Segment Start: RECORDS FOR THIS TASK
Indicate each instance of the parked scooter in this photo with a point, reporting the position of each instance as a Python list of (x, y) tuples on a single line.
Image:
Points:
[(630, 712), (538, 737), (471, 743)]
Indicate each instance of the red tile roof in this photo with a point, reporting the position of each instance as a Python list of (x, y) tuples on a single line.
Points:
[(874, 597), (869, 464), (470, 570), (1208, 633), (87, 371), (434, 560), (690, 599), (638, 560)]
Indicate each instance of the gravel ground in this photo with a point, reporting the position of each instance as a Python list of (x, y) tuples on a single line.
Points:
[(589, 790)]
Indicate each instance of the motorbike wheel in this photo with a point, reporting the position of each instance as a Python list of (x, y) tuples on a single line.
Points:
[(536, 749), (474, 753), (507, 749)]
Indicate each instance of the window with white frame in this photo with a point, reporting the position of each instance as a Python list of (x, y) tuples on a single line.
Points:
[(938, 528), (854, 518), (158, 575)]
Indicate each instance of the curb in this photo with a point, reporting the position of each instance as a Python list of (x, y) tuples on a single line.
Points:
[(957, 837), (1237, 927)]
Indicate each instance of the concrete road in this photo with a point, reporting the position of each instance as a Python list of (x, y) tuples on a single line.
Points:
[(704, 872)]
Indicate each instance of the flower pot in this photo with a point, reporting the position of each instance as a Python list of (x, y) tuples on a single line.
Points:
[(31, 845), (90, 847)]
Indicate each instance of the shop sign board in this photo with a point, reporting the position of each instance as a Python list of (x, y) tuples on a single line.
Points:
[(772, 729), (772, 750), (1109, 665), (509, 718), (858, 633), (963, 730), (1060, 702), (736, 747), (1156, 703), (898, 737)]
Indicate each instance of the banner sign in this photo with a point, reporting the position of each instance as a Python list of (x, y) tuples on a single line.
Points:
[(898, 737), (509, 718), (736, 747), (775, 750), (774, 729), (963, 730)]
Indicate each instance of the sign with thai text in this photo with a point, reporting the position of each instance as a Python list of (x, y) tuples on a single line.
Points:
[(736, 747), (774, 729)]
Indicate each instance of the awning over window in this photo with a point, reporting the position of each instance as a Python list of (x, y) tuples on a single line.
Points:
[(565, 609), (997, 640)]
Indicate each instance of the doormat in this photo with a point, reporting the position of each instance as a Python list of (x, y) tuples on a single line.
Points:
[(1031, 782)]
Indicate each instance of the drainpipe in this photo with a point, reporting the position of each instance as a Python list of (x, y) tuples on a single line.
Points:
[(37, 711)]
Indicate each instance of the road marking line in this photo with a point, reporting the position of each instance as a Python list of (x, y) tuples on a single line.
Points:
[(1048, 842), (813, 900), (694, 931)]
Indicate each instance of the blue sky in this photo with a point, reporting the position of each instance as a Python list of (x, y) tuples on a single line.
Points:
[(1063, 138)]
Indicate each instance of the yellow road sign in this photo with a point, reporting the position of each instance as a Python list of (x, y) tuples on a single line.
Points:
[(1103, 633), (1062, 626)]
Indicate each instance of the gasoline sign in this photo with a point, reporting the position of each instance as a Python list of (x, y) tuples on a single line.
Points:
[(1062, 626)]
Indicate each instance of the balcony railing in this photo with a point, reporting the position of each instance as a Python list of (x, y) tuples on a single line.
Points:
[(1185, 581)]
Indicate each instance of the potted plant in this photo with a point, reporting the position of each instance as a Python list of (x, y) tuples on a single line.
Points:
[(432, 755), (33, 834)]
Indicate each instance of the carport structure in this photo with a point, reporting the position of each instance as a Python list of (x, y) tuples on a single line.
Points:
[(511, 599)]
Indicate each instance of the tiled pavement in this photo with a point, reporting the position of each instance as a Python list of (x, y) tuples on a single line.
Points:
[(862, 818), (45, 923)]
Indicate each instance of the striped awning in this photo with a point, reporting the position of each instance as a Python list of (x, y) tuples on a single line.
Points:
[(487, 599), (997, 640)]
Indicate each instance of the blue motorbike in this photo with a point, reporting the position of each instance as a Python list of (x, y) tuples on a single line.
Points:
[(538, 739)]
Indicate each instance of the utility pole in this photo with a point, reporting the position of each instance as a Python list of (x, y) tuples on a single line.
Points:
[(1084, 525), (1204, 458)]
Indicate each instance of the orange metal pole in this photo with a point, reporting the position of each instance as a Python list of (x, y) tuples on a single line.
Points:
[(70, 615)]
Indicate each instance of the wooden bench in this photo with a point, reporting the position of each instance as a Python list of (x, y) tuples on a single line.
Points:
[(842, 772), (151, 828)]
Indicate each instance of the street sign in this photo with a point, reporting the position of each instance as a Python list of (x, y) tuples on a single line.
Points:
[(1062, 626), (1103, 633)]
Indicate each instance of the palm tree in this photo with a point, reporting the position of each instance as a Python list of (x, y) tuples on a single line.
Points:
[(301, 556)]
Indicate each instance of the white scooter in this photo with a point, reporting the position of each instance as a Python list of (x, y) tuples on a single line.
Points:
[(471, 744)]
Segment End: RECORDS FOR THIS TASK
*EXERCISE DESCRIPTION*: Nothing but the lines from the top of the entries above through the line with "Indicate each instance of the red" should be set down, each exactly as written.

*RESULT OF THE TASK*:
Indicate each instance of the parked scooter in this photo with a point, reporting the position of each instance as a Python list of (x, y) tuples on a single line.
Image:
Points:
[(630, 712), (538, 737), (471, 743)]
Indicate each instance of the red tile roof in this photo with a point, reporting the position of each instance as a Python list of (x, y) tuples on a single line.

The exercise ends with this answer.